_SHORT EXERCISE_
Write out the whole listing again, exactly.

-------------------------

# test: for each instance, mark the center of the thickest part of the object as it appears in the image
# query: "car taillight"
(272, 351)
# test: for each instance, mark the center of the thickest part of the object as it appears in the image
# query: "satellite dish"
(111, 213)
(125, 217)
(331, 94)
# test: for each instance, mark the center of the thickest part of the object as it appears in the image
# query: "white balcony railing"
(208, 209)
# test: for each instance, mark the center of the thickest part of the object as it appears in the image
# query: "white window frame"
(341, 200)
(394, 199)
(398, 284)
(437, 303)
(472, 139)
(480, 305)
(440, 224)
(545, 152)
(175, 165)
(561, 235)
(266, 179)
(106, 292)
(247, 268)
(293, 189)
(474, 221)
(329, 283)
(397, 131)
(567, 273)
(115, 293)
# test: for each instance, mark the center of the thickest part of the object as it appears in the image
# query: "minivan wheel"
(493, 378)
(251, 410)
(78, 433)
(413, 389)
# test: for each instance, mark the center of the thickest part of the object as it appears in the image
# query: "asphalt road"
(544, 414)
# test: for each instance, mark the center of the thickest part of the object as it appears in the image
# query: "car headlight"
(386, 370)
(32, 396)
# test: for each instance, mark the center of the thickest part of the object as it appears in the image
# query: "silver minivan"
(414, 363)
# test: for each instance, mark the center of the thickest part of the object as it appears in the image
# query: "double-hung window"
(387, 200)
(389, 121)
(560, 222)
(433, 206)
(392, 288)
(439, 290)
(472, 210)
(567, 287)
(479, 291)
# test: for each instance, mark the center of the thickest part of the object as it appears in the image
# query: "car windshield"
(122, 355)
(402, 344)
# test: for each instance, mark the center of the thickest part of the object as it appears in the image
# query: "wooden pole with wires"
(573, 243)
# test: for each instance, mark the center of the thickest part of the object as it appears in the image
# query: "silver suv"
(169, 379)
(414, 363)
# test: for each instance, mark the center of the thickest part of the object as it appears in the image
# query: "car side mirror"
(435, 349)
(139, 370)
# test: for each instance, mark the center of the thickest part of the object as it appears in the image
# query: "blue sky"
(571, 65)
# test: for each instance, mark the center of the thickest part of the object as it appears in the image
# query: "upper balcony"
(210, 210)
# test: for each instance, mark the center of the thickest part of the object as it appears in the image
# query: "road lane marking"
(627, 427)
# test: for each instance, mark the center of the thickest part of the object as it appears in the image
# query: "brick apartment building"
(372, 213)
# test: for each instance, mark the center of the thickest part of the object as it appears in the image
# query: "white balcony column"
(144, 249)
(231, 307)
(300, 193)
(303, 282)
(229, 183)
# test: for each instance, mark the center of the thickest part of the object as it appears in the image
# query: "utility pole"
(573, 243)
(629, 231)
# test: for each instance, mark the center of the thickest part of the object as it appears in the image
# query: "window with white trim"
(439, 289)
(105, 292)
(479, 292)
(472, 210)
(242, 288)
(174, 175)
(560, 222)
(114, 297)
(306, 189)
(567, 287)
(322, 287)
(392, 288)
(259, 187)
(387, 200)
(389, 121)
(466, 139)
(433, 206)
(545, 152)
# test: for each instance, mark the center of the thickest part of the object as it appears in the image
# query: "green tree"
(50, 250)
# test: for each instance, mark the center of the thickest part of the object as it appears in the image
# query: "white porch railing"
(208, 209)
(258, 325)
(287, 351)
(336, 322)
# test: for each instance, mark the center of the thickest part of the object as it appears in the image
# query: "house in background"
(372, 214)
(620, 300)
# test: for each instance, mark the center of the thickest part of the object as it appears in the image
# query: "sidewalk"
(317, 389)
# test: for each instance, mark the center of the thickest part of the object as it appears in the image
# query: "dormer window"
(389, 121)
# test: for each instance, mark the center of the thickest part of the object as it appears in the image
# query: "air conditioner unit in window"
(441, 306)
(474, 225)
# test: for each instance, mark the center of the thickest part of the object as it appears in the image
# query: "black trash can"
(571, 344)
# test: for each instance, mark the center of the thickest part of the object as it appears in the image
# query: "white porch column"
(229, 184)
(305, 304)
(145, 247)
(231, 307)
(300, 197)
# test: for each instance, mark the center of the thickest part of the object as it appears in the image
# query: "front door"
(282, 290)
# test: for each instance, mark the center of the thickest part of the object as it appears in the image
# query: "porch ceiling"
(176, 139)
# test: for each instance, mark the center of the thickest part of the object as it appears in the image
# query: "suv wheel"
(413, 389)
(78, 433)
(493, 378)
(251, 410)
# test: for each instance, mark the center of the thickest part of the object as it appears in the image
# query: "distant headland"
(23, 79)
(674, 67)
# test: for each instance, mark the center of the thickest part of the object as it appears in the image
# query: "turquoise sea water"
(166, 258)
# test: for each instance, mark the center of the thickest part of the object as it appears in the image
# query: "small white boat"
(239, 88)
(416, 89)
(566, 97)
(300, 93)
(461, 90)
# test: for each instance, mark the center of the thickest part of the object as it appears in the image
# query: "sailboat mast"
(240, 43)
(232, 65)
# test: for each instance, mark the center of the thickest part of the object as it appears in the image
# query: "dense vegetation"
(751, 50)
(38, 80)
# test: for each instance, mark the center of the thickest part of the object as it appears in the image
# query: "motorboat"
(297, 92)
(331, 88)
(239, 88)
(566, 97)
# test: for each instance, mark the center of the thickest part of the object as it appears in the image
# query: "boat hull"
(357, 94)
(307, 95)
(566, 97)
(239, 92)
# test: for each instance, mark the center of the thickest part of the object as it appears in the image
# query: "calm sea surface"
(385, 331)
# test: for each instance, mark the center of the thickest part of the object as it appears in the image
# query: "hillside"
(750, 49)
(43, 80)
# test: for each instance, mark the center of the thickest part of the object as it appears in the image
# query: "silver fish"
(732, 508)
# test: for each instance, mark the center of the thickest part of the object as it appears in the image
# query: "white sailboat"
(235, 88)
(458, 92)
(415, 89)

-------------------------

_RESULT OF THE EXERCISE_
# test: for each instance, mark the center of the thickest part of the object as it appears in the image
# query: "car taillight"
(272, 351)
# test: for each instance, mark the center of the thickest part of the object as it appears in the image
# query: "satellite dish"
(111, 213)
(125, 217)
(331, 94)
# test: for each instance, mark the center of the thickest part of the object as it appears in the image
# query: "white balcony railing"
(208, 209)
# test: for each instance, mark the center of the thickest part of the object as it appears in the image
# query: "white window frame"
(341, 200)
(394, 199)
(398, 284)
(437, 303)
(472, 139)
(480, 305)
(440, 224)
(545, 152)
(175, 165)
(561, 235)
(266, 179)
(106, 292)
(247, 268)
(293, 189)
(474, 221)
(329, 283)
(397, 131)
(567, 273)
(115, 293)
# test: for each instance, mark the center of the thickest part of the object as it appears in the image
# query: "minivan wheel"
(493, 378)
(251, 410)
(78, 433)
(413, 389)
# test: for each instance, mark the center of the thickest part of the object as it appears in the image
# query: "asphalt road"
(544, 414)
# test: for each instance, mark the center of the thickest part of the object as it appears in the image
# query: "car headlight"
(386, 370)
(32, 396)
# test: for each instance, mark the center of the thickest part of the object as it appears in the image
# query: "silver minivan"
(414, 363)
# test: for each instance, mark the center of the thickest part of the object as it appears in the image
# query: "double-hung window"
(387, 200)
(389, 121)
(560, 222)
(433, 206)
(392, 288)
(439, 290)
(472, 210)
(567, 287)
(479, 291)
# test: for each instance, mark the center of the thickest part of the object as it appears in the image
# query: "car windshield"
(122, 355)
(402, 344)
# test: for each instance, mark the center of the thickest part of the object as it appears in the image
# query: "wooden pole with wires"
(573, 243)
# test: for each instance, mark the center of the thickest part of the object as it appears in the image
# query: "silver suv"
(169, 379)
(414, 363)
# test: for each instance, mark the center of the thickest part of the object as it appears in the image
# query: "car side mirror"
(435, 349)
(139, 370)
# test: for each instance, mark the center of the thickest part of the object as it appears in the image
# query: "blue sky"
(571, 65)
# test: for each instance, mark the center of the thickest part of the object as it appears in the image
# query: "upper balcony"
(210, 210)
# test: for each instance, mark the center of the thickest part of the object as it appears in the image
# query: "road lane marking"
(627, 427)
# test: for each instance, mark the center of the thickest part of the object as it appears in the image
# query: "brick apartment building"
(372, 213)
# test: for each instance, mark the center of the thickest part of the object as it appears in the image
# query: "white balcony column"
(144, 249)
(231, 307)
(300, 193)
(303, 282)
(229, 183)
# test: for each instance, mark the center of the thickest part of the object as it appears in the image
# query: "utility pole"
(573, 243)
(629, 231)
# test: for each instance, mark the center of the thickest part of the object as it appears in the image
# query: "window with white trim"
(439, 289)
(105, 292)
(479, 292)
(472, 210)
(242, 288)
(174, 175)
(560, 222)
(114, 297)
(306, 189)
(567, 287)
(322, 287)
(392, 288)
(259, 187)
(387, 200)
(389, 121)
(466, 139)
(433, 206)
(545, 152)
# test: for each instance, mark the center of the thickest part of the object as it appears in the image
# query: "green tree"
(50, 250)
# test: for each instance, mark the center of the thickest part of the object as it appears in the image
# query: "white porch railing"
(208, 209)
(258, 325)
(287, 351)
(336, 322)
# test: for each instance, mark the center of the thickest part of the object as it appears in the image
# query: "house in background"
(372, 214)
(620, 300)
# test: for each instance, mark the center of the thickest part of the object as it appears in the image
# query: "sidewalk"
(317, 389)
# test: for each instance, mark the center of the thickest part of the object as it appears in the image
# query: "dormer window"
(389, 121)
# test: for each instance, mark the center of the thickest part of the object as it appears in the image
# query: "air conditioner unit in window"
(441, 306)
(474, 225)
# test: for each instance, mark the center of the thickest part of the object as it appears in the image
# query: "black trash can"
(571, 344)
# test: for each instance, mark the center of the thickest part of the object as it appears in the image
# query: "white porch column"
(229, 184)
(305, 304)
(145, 247)
(231, 307)
(300, 197)
# test: for each instance, mark the center of the thickest part of the object as it appears in the image
# query: "front door"
(282, 290)
# test: for each instance, mark the center of the thickest part of the object as it appears in the image
# query: "porch ceiling"
(176, 139)
# test: for each instance, mark the center of the thickest part of the object as it appears in the image
# query: "suv wheel"
(413, 389)
(78, 433)
(493, 378)
(251, 410)
# test: for each instance, mark the center of the thickest part of the object as it appears in the image
# query: "distant headland"
(23, 79)
(674, 67)
# test: for each instance, mark the center of the thickest part of the object as it appears in the image
# query: "turquoise sea water"
(166, 258)
# test: for each instance, mark the center of the thickest part of the object as it appears in the image
# query: "small white boat"
(239, 88)
(416, 89)
(566, 97)
(300, 93)
(461, 90)
# test: for each instance, mark the center of the thickest part of the object as it appears in the image
# query: "sailboat mast"
(240, 43)
(232, 65)
# test: for each instance, mark the center of the thickest part of the object as it appears in the image
# query: "dense vegetation"
(751, 50)
(38, 80)
# test: for each instance, mark the center of the thickest part of the object as it appears in the image
# query: "motorboat"
(297, 92)
(331, 88)
(239, 88)
(566, 97)
# test: for each instance, mark the center of the thickest part of the object as it appears in the image
# query: "boat hull"
(357, 94)
(307, 95)
(566, 97)
(239, 92)
# test: for each instance, mark the center of the thickest part of the object as it appears in the image
# query: "calm sea surface"
(385, 331)
# test: for each instance, mark the center of the thickest part of the object as it appears in the image
# query: "hillside"
(750, 49)
(43, 80)
# test: for each instance, mark the center of the thickest part of the object as it appears in the image
# query: "silver fish"
(732, 508)
# test: for each instance, mark the center of the thickest part of the object as it appears in the image
# query: "white sailboat"
(235, 88)
(458, 92)
(415, 89)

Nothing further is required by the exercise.